Point labeling dataset excerpts:
::::::::
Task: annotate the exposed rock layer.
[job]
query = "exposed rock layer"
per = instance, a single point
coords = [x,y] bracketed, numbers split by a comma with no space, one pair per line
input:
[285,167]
::::::::
**Given instruction:** Swap "exposed rock layer" for "eroded rock layer" everywhere in the material above and reproduce it with nothing else changed.

**The completed task:**
Task: annotate the eroded rock layer.
[job]
query = "eroded rock layer"
per = instance, a single point
coords = [x,y] bracketed, numbers split by a comma with no space, one pair per line
input:
[285,167]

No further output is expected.